Challenge: Lay out each line of the rows below as a Markdown table with two columns, Line and Content. Number the lines in the first column and skip any blank ones.

╭─ Data for this task

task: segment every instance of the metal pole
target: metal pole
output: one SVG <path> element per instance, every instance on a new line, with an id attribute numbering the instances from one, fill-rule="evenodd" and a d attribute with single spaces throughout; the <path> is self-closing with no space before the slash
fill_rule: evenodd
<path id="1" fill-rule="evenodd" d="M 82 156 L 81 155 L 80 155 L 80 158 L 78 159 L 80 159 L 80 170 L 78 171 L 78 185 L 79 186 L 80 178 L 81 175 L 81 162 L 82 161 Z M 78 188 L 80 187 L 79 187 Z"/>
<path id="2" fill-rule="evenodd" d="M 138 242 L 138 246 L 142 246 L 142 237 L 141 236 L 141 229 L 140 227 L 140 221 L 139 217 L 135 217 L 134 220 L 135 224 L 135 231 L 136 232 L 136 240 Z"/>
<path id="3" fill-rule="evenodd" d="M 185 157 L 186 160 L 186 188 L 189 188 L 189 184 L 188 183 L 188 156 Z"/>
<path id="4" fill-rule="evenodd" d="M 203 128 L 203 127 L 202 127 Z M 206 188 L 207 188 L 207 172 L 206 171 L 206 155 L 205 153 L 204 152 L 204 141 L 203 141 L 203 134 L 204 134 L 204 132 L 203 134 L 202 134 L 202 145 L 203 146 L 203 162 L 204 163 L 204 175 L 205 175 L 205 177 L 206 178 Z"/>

╰─

Written reply:
| Line | Content |
|---|---|
| 1 | task: segment every instance of the metal pole |
| 2 | target: metal pole |
| 3 | output: one SVG <path> element per instance, every instance on a new line, with an id attribute numbering the instances from one, fill-rule="evenodd" and a d attribute with single spaces throughout; the <path> is self-closing with no space before the slash |
| 4 | fill_rule: evenodd |
| 5 | <path id="1" fill-rule="evenodd" d="M 82 156 L 81 155 L 80 155 L 80 158 L 78 159 L 80 159 L 80 170 L 78 171 L 78 185 L 79 186 L 80 178 L 81 175 L 81 162 L 82 161 Z M 78 188 L 80 187 L 79 187 Z"/> |
| 6 | <path id="2" fill-rule="evenodd" d="M 138 242 L 138 246 L 142 246 L 142 237 L 141 236 L 141 229 L 140 227 L 140 221 L 139 217 L 135 217 L 134 220 L 135 224 L 135 231 L 136 232 L 136 240 Z"/> |
| 7 | <path id="3" fill-rule="evenodd" d="M 185 157 L 186 160 L 186 188 L 189 188 L 189 184 L 188 183 L 188 156 Z"/> |
| 8 | <path id="4" fill-rule="evenodd" d="M 203 128 L 203 127 L 202 127 Z M 206 188 L 207 188 L 207 172 L 206 171 L 206 155 L 205 153 L 204 152 L 204 141 L 203 141 L 203 134 L 204 134 L 204 132 L 203 134 L 202 134 L 202 145 L 203 146 L 203 162 L 204 163 L 204 175 L 205 175 L 205 177 L 206 178 Z"/> |